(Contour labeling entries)
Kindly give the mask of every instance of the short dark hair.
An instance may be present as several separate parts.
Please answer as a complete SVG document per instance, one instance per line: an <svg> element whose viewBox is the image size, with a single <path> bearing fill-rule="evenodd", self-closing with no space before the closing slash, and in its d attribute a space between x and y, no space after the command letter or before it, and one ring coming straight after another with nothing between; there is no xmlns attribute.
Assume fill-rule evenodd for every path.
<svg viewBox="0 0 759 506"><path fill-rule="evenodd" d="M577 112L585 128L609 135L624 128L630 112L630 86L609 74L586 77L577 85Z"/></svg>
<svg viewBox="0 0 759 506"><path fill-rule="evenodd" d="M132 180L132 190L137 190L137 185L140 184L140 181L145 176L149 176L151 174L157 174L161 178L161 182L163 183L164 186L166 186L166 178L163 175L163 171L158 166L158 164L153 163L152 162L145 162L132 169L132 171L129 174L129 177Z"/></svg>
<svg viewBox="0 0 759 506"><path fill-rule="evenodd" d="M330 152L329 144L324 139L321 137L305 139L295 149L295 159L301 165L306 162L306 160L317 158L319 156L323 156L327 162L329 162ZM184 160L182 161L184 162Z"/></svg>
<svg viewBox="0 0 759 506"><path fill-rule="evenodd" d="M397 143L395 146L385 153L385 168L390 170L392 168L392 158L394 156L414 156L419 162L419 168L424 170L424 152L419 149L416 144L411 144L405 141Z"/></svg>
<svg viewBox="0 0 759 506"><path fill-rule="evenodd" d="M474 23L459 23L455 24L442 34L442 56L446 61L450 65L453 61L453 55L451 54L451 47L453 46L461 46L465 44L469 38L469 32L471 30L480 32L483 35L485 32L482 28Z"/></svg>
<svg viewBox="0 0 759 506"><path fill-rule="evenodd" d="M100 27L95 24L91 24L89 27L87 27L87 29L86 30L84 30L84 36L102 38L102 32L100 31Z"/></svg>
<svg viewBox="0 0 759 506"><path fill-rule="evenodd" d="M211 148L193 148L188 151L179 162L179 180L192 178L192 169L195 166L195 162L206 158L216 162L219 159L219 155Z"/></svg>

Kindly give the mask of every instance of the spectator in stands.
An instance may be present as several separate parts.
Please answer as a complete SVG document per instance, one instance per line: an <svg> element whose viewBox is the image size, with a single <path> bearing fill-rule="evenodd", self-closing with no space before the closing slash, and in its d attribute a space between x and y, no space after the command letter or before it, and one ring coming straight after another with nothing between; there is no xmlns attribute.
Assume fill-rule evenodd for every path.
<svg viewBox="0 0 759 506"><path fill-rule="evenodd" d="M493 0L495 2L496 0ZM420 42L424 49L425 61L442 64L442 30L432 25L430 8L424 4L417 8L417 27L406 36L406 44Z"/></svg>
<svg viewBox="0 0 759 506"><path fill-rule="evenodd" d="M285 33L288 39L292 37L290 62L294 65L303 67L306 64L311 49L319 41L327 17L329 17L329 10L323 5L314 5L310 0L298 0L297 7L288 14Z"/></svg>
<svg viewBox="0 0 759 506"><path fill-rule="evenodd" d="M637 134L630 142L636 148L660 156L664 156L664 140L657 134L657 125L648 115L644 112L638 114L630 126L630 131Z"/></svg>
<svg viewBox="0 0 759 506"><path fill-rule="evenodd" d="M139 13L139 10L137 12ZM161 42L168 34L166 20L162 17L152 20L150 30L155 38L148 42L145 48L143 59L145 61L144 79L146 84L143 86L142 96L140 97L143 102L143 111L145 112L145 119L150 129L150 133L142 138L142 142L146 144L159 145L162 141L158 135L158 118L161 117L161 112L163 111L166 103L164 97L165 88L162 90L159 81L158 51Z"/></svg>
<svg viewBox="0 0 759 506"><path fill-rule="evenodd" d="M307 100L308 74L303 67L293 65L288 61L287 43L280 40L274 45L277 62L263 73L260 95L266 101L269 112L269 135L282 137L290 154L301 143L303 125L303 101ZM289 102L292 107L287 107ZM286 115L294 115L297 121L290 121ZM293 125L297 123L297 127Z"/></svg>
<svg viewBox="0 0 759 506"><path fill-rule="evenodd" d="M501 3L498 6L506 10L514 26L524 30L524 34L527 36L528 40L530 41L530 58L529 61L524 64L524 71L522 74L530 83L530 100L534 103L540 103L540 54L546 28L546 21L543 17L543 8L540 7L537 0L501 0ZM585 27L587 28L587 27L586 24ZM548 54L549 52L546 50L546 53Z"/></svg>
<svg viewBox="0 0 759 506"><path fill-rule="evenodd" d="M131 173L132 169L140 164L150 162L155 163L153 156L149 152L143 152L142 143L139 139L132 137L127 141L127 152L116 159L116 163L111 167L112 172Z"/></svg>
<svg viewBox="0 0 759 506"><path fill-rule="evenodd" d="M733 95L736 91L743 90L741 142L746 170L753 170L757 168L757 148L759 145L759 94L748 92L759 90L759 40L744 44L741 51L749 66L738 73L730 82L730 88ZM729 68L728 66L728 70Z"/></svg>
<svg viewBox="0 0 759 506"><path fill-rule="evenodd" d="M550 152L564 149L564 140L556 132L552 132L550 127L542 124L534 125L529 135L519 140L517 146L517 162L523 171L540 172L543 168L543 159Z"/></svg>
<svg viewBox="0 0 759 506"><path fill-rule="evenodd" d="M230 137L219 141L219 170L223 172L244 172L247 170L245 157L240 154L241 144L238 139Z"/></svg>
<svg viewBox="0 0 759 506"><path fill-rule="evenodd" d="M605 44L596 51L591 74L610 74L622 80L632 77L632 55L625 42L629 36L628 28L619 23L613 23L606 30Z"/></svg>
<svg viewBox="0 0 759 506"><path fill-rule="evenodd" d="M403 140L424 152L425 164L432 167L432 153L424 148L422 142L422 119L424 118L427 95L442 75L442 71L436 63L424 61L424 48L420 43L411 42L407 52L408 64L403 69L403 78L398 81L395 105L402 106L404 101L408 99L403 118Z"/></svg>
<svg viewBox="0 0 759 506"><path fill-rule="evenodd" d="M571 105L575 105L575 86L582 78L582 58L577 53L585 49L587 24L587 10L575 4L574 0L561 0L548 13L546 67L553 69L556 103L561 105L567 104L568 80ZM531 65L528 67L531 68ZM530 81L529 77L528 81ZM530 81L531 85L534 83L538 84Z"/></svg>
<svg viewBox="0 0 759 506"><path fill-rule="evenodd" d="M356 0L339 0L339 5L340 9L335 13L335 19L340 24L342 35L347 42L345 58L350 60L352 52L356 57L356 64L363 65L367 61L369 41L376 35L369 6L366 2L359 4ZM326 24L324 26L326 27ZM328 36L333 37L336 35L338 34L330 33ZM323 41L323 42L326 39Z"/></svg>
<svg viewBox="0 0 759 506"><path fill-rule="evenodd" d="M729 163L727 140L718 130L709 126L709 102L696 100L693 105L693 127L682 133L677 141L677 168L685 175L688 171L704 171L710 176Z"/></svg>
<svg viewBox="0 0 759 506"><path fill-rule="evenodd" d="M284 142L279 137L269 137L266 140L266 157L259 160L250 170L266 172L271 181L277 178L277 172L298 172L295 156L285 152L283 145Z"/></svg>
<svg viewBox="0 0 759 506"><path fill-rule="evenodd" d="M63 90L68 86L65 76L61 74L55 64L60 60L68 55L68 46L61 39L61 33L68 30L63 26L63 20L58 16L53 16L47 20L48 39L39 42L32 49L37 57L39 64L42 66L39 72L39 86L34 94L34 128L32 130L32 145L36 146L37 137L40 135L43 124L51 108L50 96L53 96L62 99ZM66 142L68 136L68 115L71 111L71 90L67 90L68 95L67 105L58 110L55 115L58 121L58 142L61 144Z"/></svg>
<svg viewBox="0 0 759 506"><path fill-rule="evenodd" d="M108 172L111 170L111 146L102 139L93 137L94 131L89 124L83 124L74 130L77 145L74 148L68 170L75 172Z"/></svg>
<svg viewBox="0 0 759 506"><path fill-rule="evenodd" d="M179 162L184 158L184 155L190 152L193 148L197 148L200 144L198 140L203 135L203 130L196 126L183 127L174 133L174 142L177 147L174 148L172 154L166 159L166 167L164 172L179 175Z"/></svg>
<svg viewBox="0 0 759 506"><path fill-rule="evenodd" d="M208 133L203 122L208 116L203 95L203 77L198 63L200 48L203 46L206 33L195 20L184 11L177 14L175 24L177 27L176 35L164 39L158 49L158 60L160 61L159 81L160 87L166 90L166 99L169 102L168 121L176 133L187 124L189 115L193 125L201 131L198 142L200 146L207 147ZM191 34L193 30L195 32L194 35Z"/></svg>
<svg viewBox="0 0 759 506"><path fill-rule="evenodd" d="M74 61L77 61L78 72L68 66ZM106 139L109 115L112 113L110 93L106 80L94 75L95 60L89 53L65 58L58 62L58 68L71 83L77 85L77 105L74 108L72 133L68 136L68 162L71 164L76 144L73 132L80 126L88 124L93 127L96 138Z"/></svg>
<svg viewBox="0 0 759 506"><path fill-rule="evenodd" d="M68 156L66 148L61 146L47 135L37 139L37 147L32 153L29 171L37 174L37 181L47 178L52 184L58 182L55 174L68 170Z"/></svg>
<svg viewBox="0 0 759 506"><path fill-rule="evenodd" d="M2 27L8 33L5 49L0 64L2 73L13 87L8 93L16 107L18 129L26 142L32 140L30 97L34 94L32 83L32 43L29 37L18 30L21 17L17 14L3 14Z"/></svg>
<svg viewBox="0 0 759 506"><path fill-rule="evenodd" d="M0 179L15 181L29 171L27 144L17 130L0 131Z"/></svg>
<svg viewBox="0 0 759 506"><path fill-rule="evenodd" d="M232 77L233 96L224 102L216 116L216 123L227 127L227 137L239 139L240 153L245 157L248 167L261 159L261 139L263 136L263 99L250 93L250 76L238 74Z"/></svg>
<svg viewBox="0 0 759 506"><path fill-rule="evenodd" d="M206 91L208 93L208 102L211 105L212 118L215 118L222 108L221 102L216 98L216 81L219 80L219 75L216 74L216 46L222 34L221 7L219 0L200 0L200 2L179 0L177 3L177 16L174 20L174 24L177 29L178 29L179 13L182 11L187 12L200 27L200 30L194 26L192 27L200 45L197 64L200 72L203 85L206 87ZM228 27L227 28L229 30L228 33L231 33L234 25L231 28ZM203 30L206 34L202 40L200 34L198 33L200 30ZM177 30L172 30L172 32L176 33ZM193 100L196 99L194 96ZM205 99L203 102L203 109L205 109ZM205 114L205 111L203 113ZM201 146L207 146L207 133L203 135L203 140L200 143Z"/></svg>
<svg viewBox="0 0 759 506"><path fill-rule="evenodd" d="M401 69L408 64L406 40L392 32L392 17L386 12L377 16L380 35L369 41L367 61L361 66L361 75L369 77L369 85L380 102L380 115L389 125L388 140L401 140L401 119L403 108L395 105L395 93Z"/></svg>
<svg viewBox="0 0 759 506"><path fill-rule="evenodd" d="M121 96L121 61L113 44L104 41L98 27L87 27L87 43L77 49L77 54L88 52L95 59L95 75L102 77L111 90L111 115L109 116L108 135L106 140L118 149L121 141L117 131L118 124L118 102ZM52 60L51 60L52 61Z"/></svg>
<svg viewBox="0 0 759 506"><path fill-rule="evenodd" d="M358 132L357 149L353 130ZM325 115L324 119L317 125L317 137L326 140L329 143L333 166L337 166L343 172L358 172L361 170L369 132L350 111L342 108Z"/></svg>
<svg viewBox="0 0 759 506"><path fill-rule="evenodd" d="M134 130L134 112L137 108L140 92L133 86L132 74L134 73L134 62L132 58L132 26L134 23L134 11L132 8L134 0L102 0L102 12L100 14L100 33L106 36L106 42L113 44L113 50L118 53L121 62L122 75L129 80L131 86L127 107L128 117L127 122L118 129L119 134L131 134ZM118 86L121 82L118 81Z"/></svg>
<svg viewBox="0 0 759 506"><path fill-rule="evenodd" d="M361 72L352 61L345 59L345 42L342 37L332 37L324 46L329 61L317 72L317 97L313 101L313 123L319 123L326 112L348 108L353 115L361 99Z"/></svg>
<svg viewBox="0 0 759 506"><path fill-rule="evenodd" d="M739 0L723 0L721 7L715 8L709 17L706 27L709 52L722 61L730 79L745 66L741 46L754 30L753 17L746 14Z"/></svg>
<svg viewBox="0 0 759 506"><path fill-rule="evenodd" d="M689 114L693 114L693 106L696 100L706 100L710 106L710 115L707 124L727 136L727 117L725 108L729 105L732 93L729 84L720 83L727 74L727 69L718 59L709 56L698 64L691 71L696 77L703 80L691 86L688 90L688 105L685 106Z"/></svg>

Description of the task -> Give the part of the listing that runs from its first line through the line containing "180L132 190L137 190L137", both ends included, as a JSON list of strings with one string per line and blank lines left out.

Final result ->
[
  "Kindly give the mask of every instance of the short dark hair.",
  "An instance may be present as several separate parts.",
  "Please answer as a complete SVG document per instance, one instance per line: an <svg> element whose viewBox is the image size, with a single <path> bearing fill-rule=\"evenodd\", self-closing with no space before the closing slash, and in its d attribute a space between x and y, no space after the command letter or before it, and one ring coming straight after another with nothing between; there is no xmlns attribute.",
  "Assume fill-rule evenodd for every path.",
  "<svg viewBox=\"0 0 759 506\"><path fill-rule=\"evenodd\" d=\"M577 112L585 128L609 135L624 128L630 112L630 86L609 74L586 77L577 85Z\"/></svg>",
  "<svg viewBox=\"0 0 759 506\"><path fill-rule=\"evenodd\" d=\"M132 180L132 190L137 190L137 185L140 184L140 181L145 176L149 176L151 174L157 174L161 178L161 182L163 183L164 186L166 186L166 178L163 175L163 171L158 166L158 164L153 163L152 162L145 162L132 169L132 171L129 174L129 177Z\"/></svg>"
]